In the C++ limitation workaround text below, print word for word the passage from "If your shared" up to and including "to C/C++ Support.".

-- start of TEXT EXCERPT --

Main Content

C++ Limitation Workaround Examples

If your shared library contains data types or language features not supported by the MATLAB® interface to C++ libraries, you might be able to include this functionality by creating a wrapper header file. This topic provides examples for some limitations. For more information, see Limitations to C/C++ Support.

To run the workaround examples on Windows®:

  • Copy the C++ header file statements into .hpp files.

  • Copy the source code into .cpp files and build, using instructions in Build Example Shared Library Files on Windows.

  • Execute the MATLAB code to build the interface.

  • If required, edit the library definition file.

  • Execute the MATLAB code to test the functionality.

Class Objects in std Namespace

A MATLAB interface to a C++ library does not include functions that use objects defined in the std namespace. For example, the functions in this Student.hpp header file pass std::stack objects. If you build the MATLAB interface, functions readStudents and getStudents are not included.

#ifndef STUDENT_HEADER
#define STUDENT_HEADER

#include <stack>

#ifdef _WIN32
#ifdef EXPORT
#define DLL_EXPORT __declspec(dllexport)
#else
#define DLL_EXPORT __declspec(dllimport)
#endif
#else
#define DLL_EXPORT __attribute__((visibility ("default")))
#endif

class DLL_EXPORT Student {
    int rollNumber;
public:
    Student();
    Student(int rollNo);
    int getRollNumber();
};

DLL_EXPORT void readStudents(const std::stack<Student>& students);

DLL_EXPORT std::stack<Student> getStudents(int size);

#endif
  1. To run this example on Windows, create the Student.lib and Student.dll files from this Student.cpp source file, using Build Example Shared Library Files on Windows.

    #define EXPORT
    
    #include "Student.hpp"
    
    
    Student::Student() : rollNumber(0) {}
    
    Student::Student(int rollNo) : rollNumber(rollNo) {}
    
    int Student::getRollNumber() {
        return rollNumber;
    }
    
    DLL_EXPORT void readStudents(const std::stack<Student>& students) {
    }
    
    DLL_EXPORT std::stack<Student> getStudents(int size) {
        std::stack<Student> students;
        for (int i = 0; i < size; i++) {
            students.push(Student(i+1));
        }
        return students;
    }
  2. Create the Student.hpp header file and put it with the Student.dll shared library file in a folder identified as rtpath.

  3. Create a class CStack to represent an std::stack object. Put this definition in a header file CStack.hpp.

    //Wrapper header to access/pass std::stack objects from MATLAB
    #ifndef stack_header
    #define stack_header
    
    #include <stack>
    #include <stdexcept>
    
    template<typename T>
    class CStack {
        std::stack<T> data;
    public:
        CStack() {}
        
        // This parameterized constructor is required for the wrapper functions
        // and is not included in the MATLAB interface
        CStack(const std::stack<T>& d):data(d) {} 
    
        // Function to access the topmost element in stack
        T* get() {
            if (data.empty())
                throw std::runtime_error("Retrieving element from Empty Stack");
            return &data.top();
        }
        
        // Function to remove elements from stack
        void remove() { 
            if (data.empty())

-- end of TEXT EXCERPT --
-- start of STORED RECORDS --

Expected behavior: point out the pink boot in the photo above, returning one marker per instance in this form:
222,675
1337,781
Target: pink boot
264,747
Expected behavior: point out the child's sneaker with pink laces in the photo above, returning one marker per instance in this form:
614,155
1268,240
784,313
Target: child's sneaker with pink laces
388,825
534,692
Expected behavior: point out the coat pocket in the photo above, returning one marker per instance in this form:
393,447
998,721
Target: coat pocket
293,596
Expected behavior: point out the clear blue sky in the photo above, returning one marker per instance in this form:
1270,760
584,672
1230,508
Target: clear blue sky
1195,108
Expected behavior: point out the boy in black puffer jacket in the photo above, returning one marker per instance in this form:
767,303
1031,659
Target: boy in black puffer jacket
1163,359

-- end of STORED RECORDS --
-- start of STORED RECORDS --

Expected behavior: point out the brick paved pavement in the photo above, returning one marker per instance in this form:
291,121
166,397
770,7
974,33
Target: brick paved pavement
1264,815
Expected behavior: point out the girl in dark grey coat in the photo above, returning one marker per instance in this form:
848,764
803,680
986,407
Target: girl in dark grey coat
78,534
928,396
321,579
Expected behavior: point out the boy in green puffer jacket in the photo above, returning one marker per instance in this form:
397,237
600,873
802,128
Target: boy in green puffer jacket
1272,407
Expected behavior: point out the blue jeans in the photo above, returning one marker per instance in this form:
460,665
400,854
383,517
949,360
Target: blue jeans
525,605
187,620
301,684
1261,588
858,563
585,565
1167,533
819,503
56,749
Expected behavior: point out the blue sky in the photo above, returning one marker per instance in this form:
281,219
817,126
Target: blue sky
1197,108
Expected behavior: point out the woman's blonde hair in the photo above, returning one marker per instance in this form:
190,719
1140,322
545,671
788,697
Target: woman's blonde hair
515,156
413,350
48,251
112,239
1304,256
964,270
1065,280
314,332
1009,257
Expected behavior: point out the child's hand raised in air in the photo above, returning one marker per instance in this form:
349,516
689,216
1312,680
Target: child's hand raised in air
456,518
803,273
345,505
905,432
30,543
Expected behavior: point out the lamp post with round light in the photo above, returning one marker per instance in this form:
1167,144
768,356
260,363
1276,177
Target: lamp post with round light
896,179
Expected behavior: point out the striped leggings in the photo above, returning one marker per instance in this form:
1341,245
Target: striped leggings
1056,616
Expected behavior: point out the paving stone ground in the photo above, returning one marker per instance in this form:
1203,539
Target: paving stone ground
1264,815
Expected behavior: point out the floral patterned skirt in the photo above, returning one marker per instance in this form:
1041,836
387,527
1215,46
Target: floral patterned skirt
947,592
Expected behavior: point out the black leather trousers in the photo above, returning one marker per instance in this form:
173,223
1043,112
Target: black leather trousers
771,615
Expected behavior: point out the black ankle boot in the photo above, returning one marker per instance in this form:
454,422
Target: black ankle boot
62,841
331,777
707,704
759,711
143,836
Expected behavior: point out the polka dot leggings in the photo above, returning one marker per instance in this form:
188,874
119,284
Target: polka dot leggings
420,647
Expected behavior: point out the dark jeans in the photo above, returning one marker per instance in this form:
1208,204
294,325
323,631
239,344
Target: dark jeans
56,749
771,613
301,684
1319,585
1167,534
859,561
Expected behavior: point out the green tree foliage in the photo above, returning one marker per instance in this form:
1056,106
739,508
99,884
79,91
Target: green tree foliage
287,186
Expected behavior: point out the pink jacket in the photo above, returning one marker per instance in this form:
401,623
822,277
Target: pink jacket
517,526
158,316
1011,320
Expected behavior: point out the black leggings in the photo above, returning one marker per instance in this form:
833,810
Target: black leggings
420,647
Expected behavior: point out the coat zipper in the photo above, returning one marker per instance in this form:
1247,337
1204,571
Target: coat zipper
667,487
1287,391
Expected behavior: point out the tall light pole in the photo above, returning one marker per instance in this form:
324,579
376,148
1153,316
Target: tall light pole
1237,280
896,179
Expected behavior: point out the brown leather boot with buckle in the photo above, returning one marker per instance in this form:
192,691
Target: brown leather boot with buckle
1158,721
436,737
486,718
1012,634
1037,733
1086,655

-- end of STORED RECORDS --

■ **WRITTEN RESPONSE**
If your shared library contains data types or language features not supported by the MATLAB® interface to C++ libraries, you might be able to include this functionality by creating a wrapper header file. This topic provides examples for some limitations. For more information, see Limitations to C/C++ Support.